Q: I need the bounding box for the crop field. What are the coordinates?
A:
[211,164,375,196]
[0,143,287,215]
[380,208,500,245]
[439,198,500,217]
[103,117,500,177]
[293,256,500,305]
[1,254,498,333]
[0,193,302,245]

------------------------------

BRIEF:
Retype all of the material exactly as it stands above.

WRITTEN REPLY:
Q: I need the bounding box for the crop field. What are the coordinates?
A:
[211,164,375,196]
[0,143,287,215]
[380,208,500,245]
[439,198,500,217]
[103,117,500,177]
[293,256,500,305]
[1,254,498,333]
[0,193,302,245]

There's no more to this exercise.